Can you retype the data below word for word, leaving the pictures out of your answer?
----
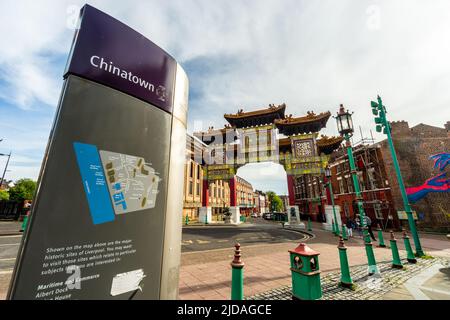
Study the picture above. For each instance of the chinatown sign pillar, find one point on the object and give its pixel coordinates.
(266, 135)
(105, 222)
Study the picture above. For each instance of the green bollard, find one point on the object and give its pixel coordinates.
(396, 262)
(237, 275)
(344, 232)
(305, 273)
(380, 237)
(410, 254)
(338, 232)
(370, 255)
(346, 279)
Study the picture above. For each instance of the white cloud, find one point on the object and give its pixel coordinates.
(313, 55)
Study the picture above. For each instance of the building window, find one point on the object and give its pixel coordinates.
(350, 185)
(341, 186)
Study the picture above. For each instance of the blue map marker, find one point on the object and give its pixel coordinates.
(94, 183)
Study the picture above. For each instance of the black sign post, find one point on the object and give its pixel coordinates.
(106, 218)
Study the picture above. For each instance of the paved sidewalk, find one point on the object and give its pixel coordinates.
(376, 287)
(8, 227)
(207, 275)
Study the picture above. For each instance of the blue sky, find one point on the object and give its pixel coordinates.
(311, 55)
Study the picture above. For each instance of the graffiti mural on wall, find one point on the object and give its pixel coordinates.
(439, 183)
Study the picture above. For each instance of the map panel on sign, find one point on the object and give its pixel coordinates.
(132, 183)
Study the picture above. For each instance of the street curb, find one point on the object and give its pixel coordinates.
(311, 235)
(11, 233)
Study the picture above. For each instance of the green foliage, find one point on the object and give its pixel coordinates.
(4, 195)
(276, 204)
(22, 190)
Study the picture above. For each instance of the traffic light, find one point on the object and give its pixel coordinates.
(379, 111)
(379, 120)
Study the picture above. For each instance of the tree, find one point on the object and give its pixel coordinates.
(22, 190)
(276, 205)
(4, 195)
----
Final answer:
Study the picture above. For each instance of the chinatown sign pillar, find one point on the object and give its pixel coordinates.
(266, 135)
(105, 222)
Study the picture above. For each instance of the green bollard, find one point on the object and give its pixel coordinates.
(396, 262)
(237, 275)
(344, 232)
(305, 273)
(380, 237)
(410, 254)
(338, 232)
(370, 255)
(346, 279)
Study the picture above. For each instance of the white cloud, find one point on the object and give its pixel coordinates.
(313, 55)
Study the picture above. For each instance of the building window, find one point on the object and give its pixel coordinates.
(350, 185)
(341, 186)
Study the picture above. For each instance of the blue map marker, find one point on the object and give its pixel coordinates.
(94, 183)
Study the picture above. For each instance of the black sign post, find one point on the object and give its pixel coordinates.
(106, 218)
Study the picture above. For each instance of the paved sidewalk, find one point on the object and give its pixel coordinates.
(376, 287)
(8, 227)
(207, 275)
Study the picture above. For each instance of the blue sky, find one point on the object and give its pixel coordinates.
(311, 55)
Study the picture above. For each instance of the graffiti mural on wall, find one point on the object and give its pixel coordinates.
(439, 183)
Study the picture above. For each instance of the map panel on sign, find one point on the object and give its pixel coordinates.
(132, 183)
Study the picture above. For each instance of the street curb, find one point on the object and give its pixel coordinates.
(311, 235)
(11, 233)
Study the picture above. For each instance of the green foliage, find one point on the object and give its pixel coordinates.
(4, 195)
(276, 204)
(22, 190)
Study the picture above. For each instance of the traffic light, find one point on the object and give its pixel coordinates.
(379, 111)
(379, 120)
Study the picture above. For each instance of the tree, find one point on the object and give its pixel coordinates.
(22, 190)
(276, 205)
(4, 195)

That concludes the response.